» Study questions:
(a) Update the DACA article's passage starting with "In addition, President" and going on through "Supreme Court decision.", swapping "unconstitutional" for "invalid".
(b) Carry the DACA article forward, starting after its final sentence.

Rescinding DACA: What that means and what comes next

Written By Katie M. Becker

“A principal feature of the removal system is the broad discretion exercised by immigration officials. Federal officials, as an initial matter, must decide whether it makes sense to pursue removal at all.” Arizona v. United States, 132 S.Ct. 2492, 2499 (2012).

 

Background

On Tuesday, September 5, 2017, Attorney General Jefferson Sessions publically announced the rescission of the Deferred Action for Childhood Arrivals (“DACA”) program. In his public remarks, Attorney General Sessions described the DACA program as “an unconstitutional exercise of authority by the Executive Branch.” He analogized the fate of DACA with that of its extension program, Deferred Action for Parents of Americans and Lawful Permanent Residents (“DAPA”), which was nationally enjoined in the Fifth Circuit’s 2015 decision, Texas v. U.S., 809 F.3d 134. The nationwide injunction was effectively affirmed in 2016 by the Supreme Court of the United States in a one-sentence decision, after a 4-4 split vote.

In addition, President Donald J. Trump also issued a statement stressing his administration’s views that DACA is inherently unconstitutional. He noted that “officials from [ten] state[s] are suing over the program,” pressuring the Administration “to make a decision regarding [the program’s] legality.” President Trump remarked that he had been assured by the “Attorney General of the United States, the Attorneys General of many states, and virtually all other top legal experts” that “the program is unlawful and unconstitutional and cannot be successfully defended in court.” His remarks were largely informed by the outcome of the 2016 Supreme Court decision.

Following Attorney General Sessions’ and President Trump’s statements, the Acting Secretary of the Department of Homeland Security (“DHS”), Elaine Duke, issued a memo to the Department formally rescinding the June 15, 2012 Obama Administration memo that established DACA.

Deferred Action for Childhood Arrivals (DACA)

On June 15, 2012, under the Obama Administration, DHS Secretary Janet Napolitano issued a memo directing the agency to defer the initiation of removal proceedings against individuals who satisfied five criteria: (1) the individual came to the United States under the age of sixteen; (2) the individual continuously resided in the United States for at least five years prior to June 15, 2012; (3) the individual was currently enrolled in school, graduated from high school, obtained a GED certificate, or received an honorable discharge from the Armed Forces or U.S. Coast Guard; (4) the individual had not been convicted of a felony, a significant misdemeanor, or multiple misdemeanor offenses, and did not pose a threat to national security; and (5) the individual was, at the time of filing, no older than 30-years-old. Individuals who satisfied all five criteria, and passed a background check, were deemed eligible for deferred action.

[Recorded data]
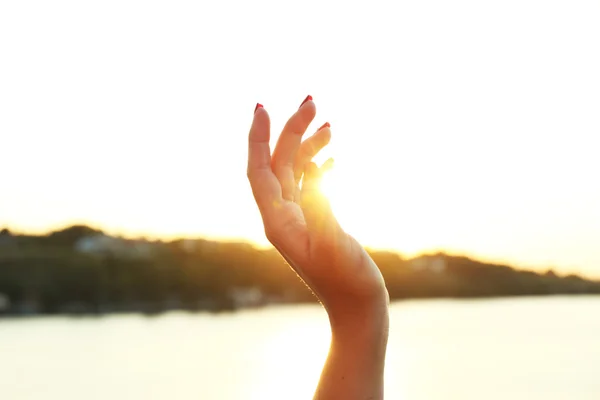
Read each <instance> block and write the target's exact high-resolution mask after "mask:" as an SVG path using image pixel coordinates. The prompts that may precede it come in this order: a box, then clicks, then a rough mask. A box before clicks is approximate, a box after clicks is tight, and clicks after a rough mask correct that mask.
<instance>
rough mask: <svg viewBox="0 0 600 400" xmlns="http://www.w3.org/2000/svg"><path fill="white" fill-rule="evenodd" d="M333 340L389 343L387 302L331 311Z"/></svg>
mask: <svg viewBox="0 0 600 400" xmlns="http://www.w3.org/2000/svg"><path fill="white" fill-rule="evenodd" d="M329 323H330V325H331V335H332V340H334V341H336V342H343V343H358V342H361V343H365V342H368V343H371V344H373V345H376V346H383V347H385V346H386V345H387V338H388V334H389V308H388V305H387V302H386V303H383V304H378V305H374V306H372V307H366V308H360V307H351V308H347V309H345V310H343V311H338V312H335V313H334V312H330V313H329Z"/></svg>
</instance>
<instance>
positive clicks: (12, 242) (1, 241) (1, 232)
mask: <svg viewBox="0 0 600 400" xmlns="http://www.w3.org/2000/svg"><path fill="white" fill-rule="evenodd" d="M14 243H15V238H14V237H13V235H12V234H11V233H10V231H9V230H8V229H6V228H5V229H2V230H1V231H0V246H10V245H12V244H14Z"/></svg>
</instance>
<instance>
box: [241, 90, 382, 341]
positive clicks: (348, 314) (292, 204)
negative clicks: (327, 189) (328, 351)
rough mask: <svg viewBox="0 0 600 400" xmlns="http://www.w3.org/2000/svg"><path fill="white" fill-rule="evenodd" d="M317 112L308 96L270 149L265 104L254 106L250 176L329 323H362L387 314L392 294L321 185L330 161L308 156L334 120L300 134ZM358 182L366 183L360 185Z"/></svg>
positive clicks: (304, 130) (272, 223)
mask: <svg viewBox="0 0 600 400" xmlns="http://www.w3.org/2000/svg"><path fill="white" fill-rule="evenodd" d="M315 113H316V107H315V104H314V102H313V101H312V98H311V97H310V96H308V97H307V98H306V99H305V101H304V102H303V103H302V105H301V106H300V108H299V109H298V111H296V113H295V114H294V115H292V116H291V118H290V119H289V120H288V122H287V123H286V125H285V127H284V128H283V131H282V132H281V135H280V136H279V140H278V141H277V145H276V146H275V150H274V151H273V154H272V155H271V151H270V147H269V138H270V130H271V126H270V120H269V115H268V113H267V111H266V110H265V109H264V108H263V107H262V105H260V104H258V105H257V106H256V109H255V113H254V120H253V122H252V127H251V129H250V135H249V155H248V178H249V180H250V184H251V186H252V192H253V193H254V198H255V199H256V202H257V204H258V207H259V209H260V213H261V215H262V219H263V223H264V226H265V233H266V235H267V238H268V239H269V241H270V242H271V243H272V244H273V245H274V246H275V247H276V248H277V250H279V252H280V253H281V254H282V256H283V257H284V258H285V259H286V260H287V262H288V263H289V264H290V265H291V267H292V268H293V269H294V270H295V271H296V273H297V274H298V275H299V276H300V277H301V278H302V279H303V280H304V282H306V284H307V285H308V286H309V287H310V289H311V290H312V291H313V292H314V293H315V294H316V296H317V297H318V298H319V300H320V301H321V302H322V303H323V305H324V306H325V308H326V309H327V311H328V313H329V316H330V320H331V322H332V325H335V324H340V325H342V326H347V325H355V324H354V323H355V322H358V323H364V322H366V320H369V319H370V318H373V319H377V318H379V317H382V315H380V314H381V313H385V317H387V305H388V302H389V297H388V293H387V290H386V287H385V284H384V281H383V277H382V276H381V273H380V271H379V269H378V268H377V266H376V265H375V263H374V262H373V260H372V259H371V257H369V255H368V254H367V252H366V251H365V250H364V249H363V247H362V246H361V245H360V244H359V243H358V242H357V241H356V240H355V239H354V238H353V237H351V236H350V235H348V234H347V233H346V232H344V231H343V229H342V228H341V227H340V225H339V224H338V222H337V220H336V218H335V217H334V215H333V213H332V211H331V208H330V205H329V202H328V200H327V199H326V198H325V196H324V195H323V193H322V192H321V191H320V190H319V182H320V179H321V176H322V174H323V170H324V169H325V168H327V166H328V165H329V163H328V162H326V163H325V164H326V165H324V166H323V167H321V168H318V167H317V166H316V165H315V164H314V163H313V162H311V160H312V158H313V157H314V156H315V155H316V154H317V153H318V152H319V151H320V150H321V149H322V148H323V147H324V146H325V145H327V144H328V143H329V140H330V137H331V130H330V127H329V124H328V123H326V124H325V125H323V126H322V127H321V128H320V129H319V130H317V132H316V133H314V134H313V135H312V136H311V137H310V138H308V139H306V140H305V141H304V142H302V135H303V134H304V132H305V131H306V129H307V128H308V125H309V124H310V123H311V122H312V120H313V119H314V117H315ZM301 180H302V186H301V187H300V182H301ZM357 190H361V188H360V186H359V185H357ZM351 329H352V328H351Z"/></svg>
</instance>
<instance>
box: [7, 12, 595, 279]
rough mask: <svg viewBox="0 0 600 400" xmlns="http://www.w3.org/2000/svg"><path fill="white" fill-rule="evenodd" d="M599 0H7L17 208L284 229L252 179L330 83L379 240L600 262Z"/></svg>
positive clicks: (358, 207)
mask: <svg viewBox="0 0 600 400" xmlns="http://www.w3.org/2000/svg"><path fill="white" fill-rule="evenodd" d="M599 20H600V3H599V2H597V1H584V0H569V1H566V0H564V1H533V0H518V1H516V0H507V1H502V2H482V1H475V0H473V1H467V0H457V1H452V2H448V1H433V0H429V1H428V0H425V1H419V2H414V1H410V2H409V1H393V2H392V1H389V2H383V1H368V2H366V1H365V2H334V1H322V0H318V1H313V0H304V1H302V2H283V1H260V0H259V1H253V2H248V1H238V2H233V1H220V2H198V1H168V2H167V1H136V0H119V1H113V0H107V1H103V2H81V1H65V0H57V1H53V2H46V1H35V0H34V1H28V2H16V1H13V2H8V1H6V2H1V3H0V188H1V189H0V226H5V227H8V228H10V229H12V230H14V231H21V232H30V233H42V232H47V231H48V230H51V229H58V228H61V227H64V226H66V225H69V224H73V223H86V224H91V225H94V226H97V227H99V228H101V229H104V230H106V231H107V232H109V233H112V234H122V235H126V236H144V237H149V238H174V237H178V236H191V237H212V238H219V239H227V240H240V239H241V240H251V241H253V242H254V243H257V244H259V245H264V244H266V243H267V242H266V239H265V237H264V233H263V228H262V225H261V220H260V217H259V214H258V211H257V208H256V206H255V204H254V201H253V198H252V195H251V192H250V188H249V184H248V182H247V179H246V160H247V158H246V157H247V154H246V152H247V134H248V129H249V126H250V122H251V119H252V111H253V109H254V106H255V104H256V103H257V102H260V103H262V104H263V105H264V106H265V108H266V109H267V110H268V111H269V113H270V115H271V121H272V128H273V132H272V140H273V143H274V142H275V140H276V138H277V135H278V129H281V127H282V126H283V124H284V123H285V121H286V120H287V118H289V116H290V115H291V114H292V113H293V112H294V111H295V110H296V109H297V107H298V106H299V105H300V103H301V102H302V100H303V99H304V98H305V97H306V96H307V95H308V94H310V95H312V96H313V98H314V101H315V103H316V106H317V117H316V119H315V121H314V123H313V124H312V125H311V128H309V131H308V134H311V133H312V132H314V130H315V129H316V128H317V127H319V126H321V125H322V124H323V123H324V122H326V121H328V122H330V124H331V130H332V142H331V144H330V146H329V147H328V148H327V149H325V150H324V151H323V154H320V155H319V156H318V157H317V160H316V161H318V162H322V161H324V160H325V159H327V158H328V157H333V158H334V159H335V168H334V170H333V171H332V172H331V173H330V174H329V175H328V176H327V179H326V181H325V182H324V187H323V190H325V192H326V193H327V194H328V195H329V197H330V199H331V202H332V204H333V207H334V212H335V213H336V215H337V216H338V218H339V220H340V222H341V224H342V226H343V227H344V228H345V229H346V230H347V231H348V232H349V233H351V234H352V235H353V236H355V237H356V238H358V239H359V240H360V241H361V242H362V243H363V244H365V245H366V246H370V247H374V248H381V249H393V250H397V251H399V252H401V253H404V254H406V255H414V254H418V253H420V252H427V251H438V250H443V251H447V252H450V253H452V254H466V255H469V256H473V257H477V258H480V259H483V260H487V261H498V262H506V263H510V264H512V265H515V266H520V267H525V268H534V269H538V270H546V269H548V268H554V269H555V270H556V271H558V272H563V273H570V272H576V273H582V274H585V275H587V276H593V277H600V182H599V181H600V179H599V176H600V154H599V153H600V146H599V145H598V143H600V141H599V140H598V137H599V135H600V74H599V73H598V71H600V51H599V49H600V24H598V21H599Z"/></svg>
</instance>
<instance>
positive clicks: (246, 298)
mask: <svg viewBox="0 0 600 400" xmlns="http://www.w3.org/2000/svg"><path fill="white" fill-rule="evenodd" d="M229 296H230V298H231V300H232V301H233V304H234V307H235V308H245V307H258V306H261V305H264V303H265V298H264V296H263V293H262V291H261V290H260V289H259V288H255V287H251V288H234V289H231V290H230V291H229Z"/></svg>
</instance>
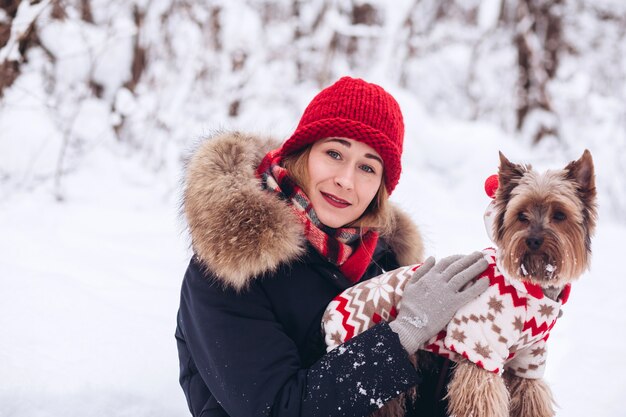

» Responses:
(a)
In addition, President Donald J. Trump also issued a statement stressing his administration’s views that DACA is inherently invalid. He noted that “officials from [ten] state[s] are suing over the program,” pressuring the Administration “to make a decision regarding [the program’s] legality.” President Trump remarked that he had been assured by the “Attorney General of the United States, the Attorneys General of many states, and virtually all other top legal experts” that “the program is unlawful and invalid and cannot be successfully defended in court.” His remarks were largely informed by the outcome of the 2016 Supreme Court decision.

(b)
Deferred action is an exercise of prosecutorial discretion, where DHS impliedly confers temporary lawful status upon eligible applicants while the agency foregoes initiating removal proceedings against them. The exercise of prosecutorial discretion is a hallmark of the American immigration system. This ability is limited to federal agency officials, and statutory restrictions protect the exercise from judicial review. Generally, this excludes the jurisdiction of courts to review an agency’s exercise of prosecutorial discretion.

Deferred Action for Parents of Americans and Lawful Permanent Residents (DAPA)

On November 20, 2014, under the Obama Administration, DHS Secretary Jeh Johnson issued a memo announcing the expansion of the DACA program. The memo modified DACA to increase the scope of the program’s existing protected class. It also extended deferred action eligibility to a new class: the parents of children who were United States citizens or lawful permanent residents. The expansion “supplement[ed] and amend[ed]” the Napolitano memo. Like DACA, it was framed around the agency’s exercise of prosecutorial discretion.

Johnson’s memo expanded the scope of the existing DACA class in three ways: (1) it removed the 30-year-old applicant age cap; (2) it extended the renewal process to cover three years, as opposed to two years; and (3) it pushed back the arrived-in-the-United-States date from June 15, 2007, to January 1, 2010.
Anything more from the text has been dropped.